→ Objective:
Transcribe the text of all the records below word for word, leaving the pictures out of your answer.

>> Start Records supplied

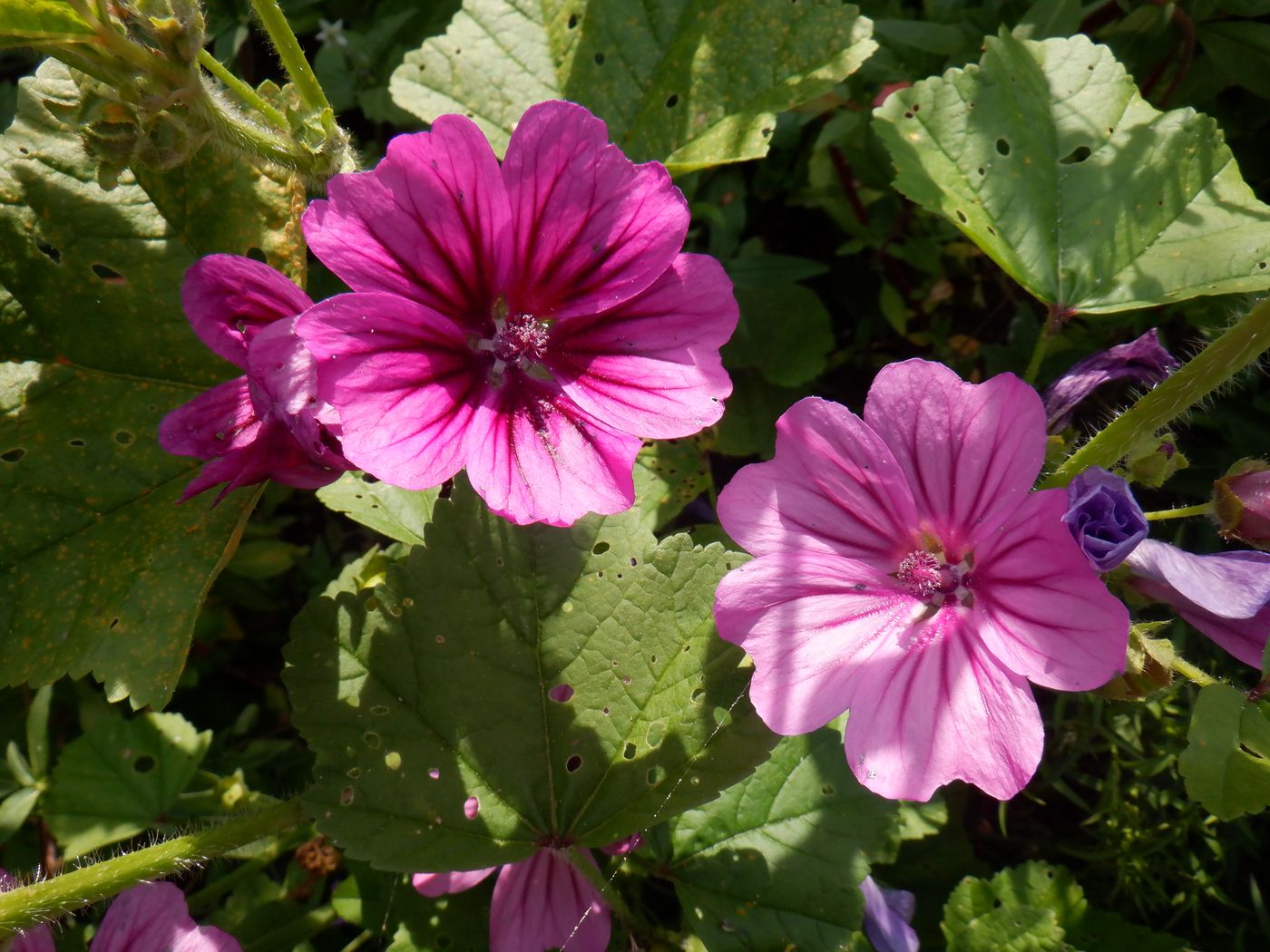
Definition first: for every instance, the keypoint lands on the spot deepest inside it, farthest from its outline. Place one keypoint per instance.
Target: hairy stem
(1216, 364)
(41, 901)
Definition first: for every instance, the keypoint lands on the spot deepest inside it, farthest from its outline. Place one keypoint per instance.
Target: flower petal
(229, 297)
(936, 707)
(403, 381)
(591, 228)
(429, 222)
(542, 903)
(832, 488)
(651, 364)
(1227, 584)
(971, 451)
(154, 918)
(442, 884)
(810, 622)
(535, 457)
(1040, 608)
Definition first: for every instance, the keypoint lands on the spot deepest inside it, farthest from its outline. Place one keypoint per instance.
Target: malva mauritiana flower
(540, 903)
(905, 571)
(267, 424)
(1143, 361)
(1104, 518)
(148, 918)
(888, 914)
(529, 321)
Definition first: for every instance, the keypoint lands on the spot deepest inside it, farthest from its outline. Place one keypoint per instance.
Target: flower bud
(1241, 500)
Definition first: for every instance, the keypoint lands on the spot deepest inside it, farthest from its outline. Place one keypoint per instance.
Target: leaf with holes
(777, 860)
(510, 685)
(121, 777)
(689, 83)
(1227, 757)
(1047, 156)
(99, 570)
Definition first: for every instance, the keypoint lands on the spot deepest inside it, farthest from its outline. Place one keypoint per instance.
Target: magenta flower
(905, 571)
(267, 424)
(529, 321)
(148, 918)
(539, 904)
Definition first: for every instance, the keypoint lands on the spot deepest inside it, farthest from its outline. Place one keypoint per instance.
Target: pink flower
(267, 424)
(539, 904)
(905, 571)
(529, 321)
(148, 918)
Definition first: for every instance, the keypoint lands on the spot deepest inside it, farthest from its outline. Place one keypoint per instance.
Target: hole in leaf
(1077, 155)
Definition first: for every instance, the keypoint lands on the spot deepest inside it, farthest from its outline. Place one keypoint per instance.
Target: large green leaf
(121, 777)
(777, 860)
(1227, 757)
(99, 570)
(507, 685)
(689, 83)
(1047, 156)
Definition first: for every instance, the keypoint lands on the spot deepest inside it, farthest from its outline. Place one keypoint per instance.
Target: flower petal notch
(902, 556)
(1048, 158)
(530, 321)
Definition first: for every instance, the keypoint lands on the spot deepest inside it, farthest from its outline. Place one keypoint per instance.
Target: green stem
(294, 61)
(1216, 364)
(40, 901)
(247, 95)
(1180, 511)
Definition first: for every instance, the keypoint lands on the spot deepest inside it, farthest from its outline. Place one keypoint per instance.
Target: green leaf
(1047, 156)
(689, 83)
(777, 860)
(507, 685)
(121, 777)
(99, 570)
(1227, 757)
(400, 514)
(29, 22)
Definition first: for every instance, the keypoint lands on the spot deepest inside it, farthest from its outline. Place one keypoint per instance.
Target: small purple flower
(1143, 361)
(886, 917)
(1105, 520)
(1225, 596)
(267, 424)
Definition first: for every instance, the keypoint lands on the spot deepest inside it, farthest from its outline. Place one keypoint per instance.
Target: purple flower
(1143, 361)
(1225, 596)
(886, 917)
(148, 918)
(529, 321)
(1105, 520)
(267, 424)
(905, 571)
(539, 904)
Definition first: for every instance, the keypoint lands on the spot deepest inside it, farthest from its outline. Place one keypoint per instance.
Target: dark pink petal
(532, 456)
(935, 706)
(154, 918)
(543, 903)
(651, 364)
(442, 884)
(1242, 637)
(812, 622)
(972, 451)
(229, 298)
(1038, 605)
(832, 488)
(591, 228)
(403, 380)
(429, 222)
(212, 423)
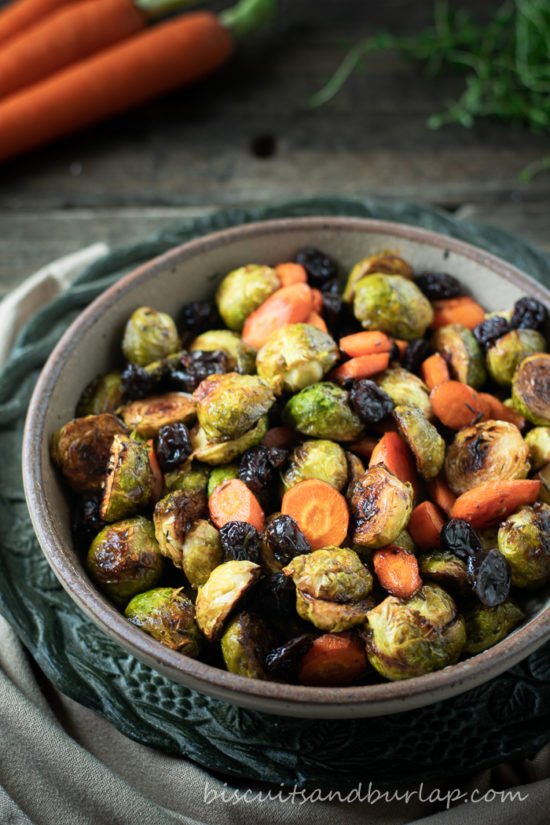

>> End Records supplied

→ Worked solution:
Definition first: for every instance, the keypoint lands on the spot deepest inside it, farthest from its outline. Place one keypoint per instance.
Target: hairy stem
(1216, 364)
(41, 901)
Definition first: for every instance, the keypoint lands on the spot deepest inside it, farthest from its outline. Place one keypoint per instance.
Target: flower petal
(229, 297)
(936, 707)
(403, 381)
(591, 228)
(429, 222)
(542, 903)
(832, 488)
(651, 364)
(1227, 584)
(971, 451)
(154, 918)
(442, 884)
(810, 622)
(535, 457)
(1040, 608)
Definition first: for every instance, the keypoint lands on the spot deepest inside it, farthest from its outline. Place one keypoint per instance.
Target: malva mauritiana flower
(540, 903)
(905, 571)
(267, 424)
(1143, 361)
(1104, 518)
(148, 918)
(888, 914)
(529, 321)
Definition first: for every instance, the keypoint lands on the spot deepest inside it, farthest from its outline. Place one keypoint per instance.
Target: flower bud
(1241, 500)
Definition first: for every instance, the keypoint lands on the spot deepest inside it, farthest from its outline. Place one keypoint per instance.
Target: leaf with holes
(777, 860)
(510, 685)
(121, 777)
(689, 83)
(1227, 757)
(1047, 156)
(99, 570)
Definition first: for every instance, the keypoint lands on the spot deepest inside it, farthest from its outline. Place one keypoint per instance.
Target: magenta flower
(905, 571)
(267, 424)
(529, 321)
(148, 918)
(539, 904)
Definition first: for every instance, the keypoint lands on the spot deepest inside it, farthest from its outline. Place one keypoint per instance.
Target: pink flower
(267, 424)
(539, 904)
(905, 571)
(529, 321)
(148, 918)
Definition first: for every instance, the keypoint lands on the spot deepest inside it, farthest from its outline. Place one keypoint per instance.
Target: hole in leaf
(1077, 155)
Definition first: for every instance, the keypoint lands on the spot deepest inside it, farthest from its outline. Place one keypoint per instance.
Target: large green leaf
(121, 777)
(777, 860)
(1227, 757)
(99, 570)
(507, 685)
(689, 83)
(1047, 156)
Definition first: for every instance, the keypoint lands on the spot deepest inside it, farthest from its outline. Place one keypoint per instance.
Target: flower petal notch
(902, 556)
(1048, 158)
(530, 321)
Definition first: for every instance, the keypoint lands on the spot deepest inside it, farthest from its outline. Place one keypoint per instance.
Target: green stem
(294, 61)
(1216, 364)
(40, 901)
(247, 95)
(1180, 511)
Definition first: for every instance, the keypoint lands on the spot deepest inside it, farthest from its outline. Place one keypoint per instance.
Target: green leaf
(1047, 156)
(689, 83)
(777, 860)
(507, 685)
(121, 777)
(99, 570)
(1227, 757)
(400, 514)
(29, 22)
Definition first: for every instance, the keypoint lands on the spot deepest inside it, farthest from its outline. Place one keypoint per instance.
Target: small purple flower
(1143, 361)
(886, 917)
(1105, 520)
(1225, 596)
(267, 424)
Definition first: for every instance, the keypoint lands on the spot deepest inside it, farthest from its outline. Place one keypoint per instance.
Target: purple flower
(1143, 361)
(1225, 596)
(886, 917)
(148, 918)
(529, 321)
(1105, 520)
(267, 424)
(905, 571)
(539, 904)
Definition first: for every instance, the keypoint lands on the spot deepest inside it, farthest from its outline. Place one keypoint per instance.
Target: dark pink petal
(532, 456)
(935, 706)
(154, 918)
(543, 903)
(651, 364)
(442, 884)
(1242, 637)
(812, 622)
(972, 451)
(229, 298)
(1038, 605)
(832, 488)
(591, 228)
(403, 380)
(429, 222)
(212, 423)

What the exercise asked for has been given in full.